§ **What the task requires**
Reproduce verbatim the lines of the records from the line containing "In the photo above, where can the overcast" through the line containing "point(691, 529)", both included, and output nothing else.

[Dataset rows showing where objects appear]
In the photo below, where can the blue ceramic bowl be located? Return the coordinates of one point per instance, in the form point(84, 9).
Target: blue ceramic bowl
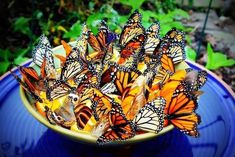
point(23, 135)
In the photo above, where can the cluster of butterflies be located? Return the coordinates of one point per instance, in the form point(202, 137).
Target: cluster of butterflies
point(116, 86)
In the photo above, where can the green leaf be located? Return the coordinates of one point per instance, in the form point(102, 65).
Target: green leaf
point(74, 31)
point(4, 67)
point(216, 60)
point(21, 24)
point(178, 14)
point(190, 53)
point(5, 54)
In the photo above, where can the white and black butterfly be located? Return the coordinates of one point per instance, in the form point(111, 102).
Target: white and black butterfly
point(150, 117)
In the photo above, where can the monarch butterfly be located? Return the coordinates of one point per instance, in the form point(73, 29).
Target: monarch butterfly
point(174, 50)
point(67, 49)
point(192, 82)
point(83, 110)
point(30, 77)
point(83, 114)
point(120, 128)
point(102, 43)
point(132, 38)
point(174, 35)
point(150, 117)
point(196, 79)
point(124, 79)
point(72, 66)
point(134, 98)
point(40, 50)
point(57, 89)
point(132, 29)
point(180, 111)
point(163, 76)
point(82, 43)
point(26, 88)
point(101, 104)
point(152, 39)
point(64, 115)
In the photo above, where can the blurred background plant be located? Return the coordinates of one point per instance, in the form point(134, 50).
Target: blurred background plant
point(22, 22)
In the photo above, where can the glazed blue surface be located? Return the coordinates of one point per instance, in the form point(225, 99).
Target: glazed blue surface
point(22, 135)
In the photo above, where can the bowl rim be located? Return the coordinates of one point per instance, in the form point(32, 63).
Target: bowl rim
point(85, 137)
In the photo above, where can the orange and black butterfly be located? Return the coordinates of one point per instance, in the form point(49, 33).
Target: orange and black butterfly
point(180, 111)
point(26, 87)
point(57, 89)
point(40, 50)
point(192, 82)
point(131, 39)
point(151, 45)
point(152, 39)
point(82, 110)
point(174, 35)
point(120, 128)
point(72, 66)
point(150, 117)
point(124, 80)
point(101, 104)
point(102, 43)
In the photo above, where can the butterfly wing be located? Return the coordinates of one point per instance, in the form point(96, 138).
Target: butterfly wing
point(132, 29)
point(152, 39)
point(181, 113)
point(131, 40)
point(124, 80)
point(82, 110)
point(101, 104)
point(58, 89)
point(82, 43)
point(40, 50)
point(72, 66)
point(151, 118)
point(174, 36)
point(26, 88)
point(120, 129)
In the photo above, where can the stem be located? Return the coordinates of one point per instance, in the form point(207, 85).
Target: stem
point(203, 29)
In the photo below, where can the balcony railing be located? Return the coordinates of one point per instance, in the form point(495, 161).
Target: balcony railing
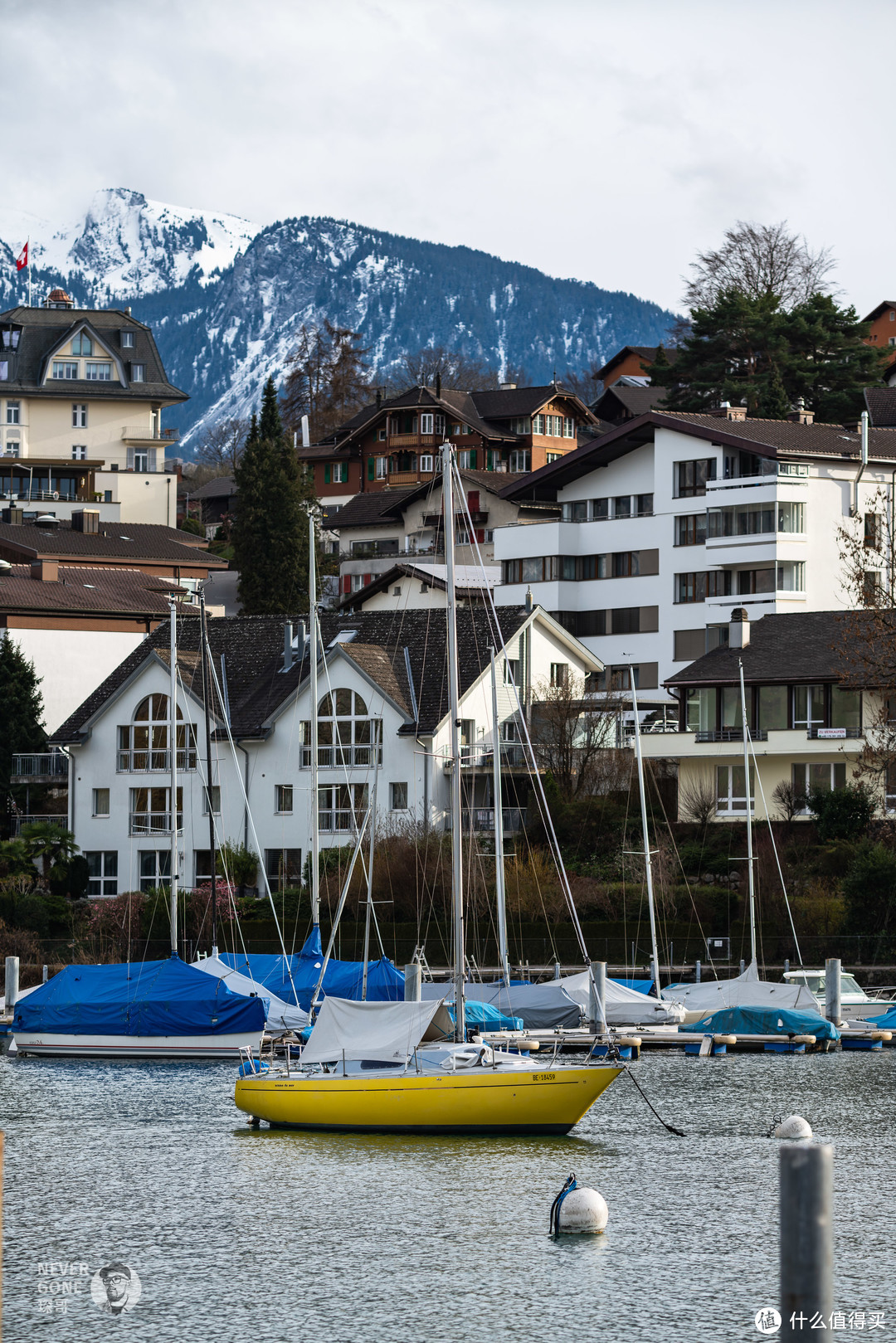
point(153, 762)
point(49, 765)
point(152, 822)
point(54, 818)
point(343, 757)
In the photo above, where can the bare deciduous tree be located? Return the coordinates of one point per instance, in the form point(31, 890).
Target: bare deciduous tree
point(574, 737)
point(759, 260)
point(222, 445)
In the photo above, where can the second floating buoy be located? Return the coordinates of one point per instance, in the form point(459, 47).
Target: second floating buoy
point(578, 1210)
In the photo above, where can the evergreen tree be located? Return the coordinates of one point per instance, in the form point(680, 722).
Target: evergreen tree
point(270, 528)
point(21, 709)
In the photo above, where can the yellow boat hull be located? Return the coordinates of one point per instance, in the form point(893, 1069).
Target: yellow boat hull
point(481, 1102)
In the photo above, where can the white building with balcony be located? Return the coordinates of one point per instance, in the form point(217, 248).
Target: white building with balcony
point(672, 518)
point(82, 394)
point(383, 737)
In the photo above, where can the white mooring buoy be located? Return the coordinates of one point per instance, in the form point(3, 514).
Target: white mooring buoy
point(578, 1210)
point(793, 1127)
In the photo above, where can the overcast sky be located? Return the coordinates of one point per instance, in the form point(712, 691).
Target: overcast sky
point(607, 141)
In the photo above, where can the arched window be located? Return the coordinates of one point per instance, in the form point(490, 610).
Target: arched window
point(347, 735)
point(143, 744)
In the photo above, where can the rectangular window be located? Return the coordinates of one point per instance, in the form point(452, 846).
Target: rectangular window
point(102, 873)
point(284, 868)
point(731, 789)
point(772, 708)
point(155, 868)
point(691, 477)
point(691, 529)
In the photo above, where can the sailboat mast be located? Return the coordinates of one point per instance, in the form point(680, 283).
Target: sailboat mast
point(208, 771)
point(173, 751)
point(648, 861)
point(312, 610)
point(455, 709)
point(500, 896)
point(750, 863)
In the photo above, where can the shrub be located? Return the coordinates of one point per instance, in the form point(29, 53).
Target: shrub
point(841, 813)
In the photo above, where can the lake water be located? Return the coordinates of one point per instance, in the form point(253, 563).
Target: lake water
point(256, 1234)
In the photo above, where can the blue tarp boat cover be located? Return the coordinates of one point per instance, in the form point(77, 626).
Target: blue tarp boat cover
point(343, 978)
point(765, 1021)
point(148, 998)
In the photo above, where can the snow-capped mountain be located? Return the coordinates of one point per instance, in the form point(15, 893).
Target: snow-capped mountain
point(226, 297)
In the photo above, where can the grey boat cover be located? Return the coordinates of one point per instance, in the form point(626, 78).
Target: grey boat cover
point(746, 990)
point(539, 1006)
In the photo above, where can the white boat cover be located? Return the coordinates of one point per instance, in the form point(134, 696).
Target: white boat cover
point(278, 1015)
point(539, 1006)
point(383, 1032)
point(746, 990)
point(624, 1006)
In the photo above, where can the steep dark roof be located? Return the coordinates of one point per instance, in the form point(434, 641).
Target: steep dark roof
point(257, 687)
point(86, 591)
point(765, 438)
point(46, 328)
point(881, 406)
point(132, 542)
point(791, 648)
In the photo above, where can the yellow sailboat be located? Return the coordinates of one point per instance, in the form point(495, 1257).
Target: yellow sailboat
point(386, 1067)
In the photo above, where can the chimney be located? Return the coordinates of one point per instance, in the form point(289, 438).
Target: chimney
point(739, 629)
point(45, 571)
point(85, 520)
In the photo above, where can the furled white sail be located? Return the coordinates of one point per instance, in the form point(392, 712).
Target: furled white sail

§ **Task output**
In the photo above, where can the overcast sky be located? Return the coordinates of one point per instance, in the form point(712, 691).
Target: overcast sky
point(607, 141)
In the photo above, where can the arched window be located? Return the coordinates of one point per instance, in the form point(490, 610).
Target: arched window
point(347, 735)
point(143, 744)
In the photo above, where can the rectangular window be located? Return the coordinates of one point per instance, in the form point(452, 846).
Target: rectangular window
point(102, 873)
point(284, 868)
point(731, 789)
point(772, 708)
point(155, 868)
point(691, 477)
point(691, 529)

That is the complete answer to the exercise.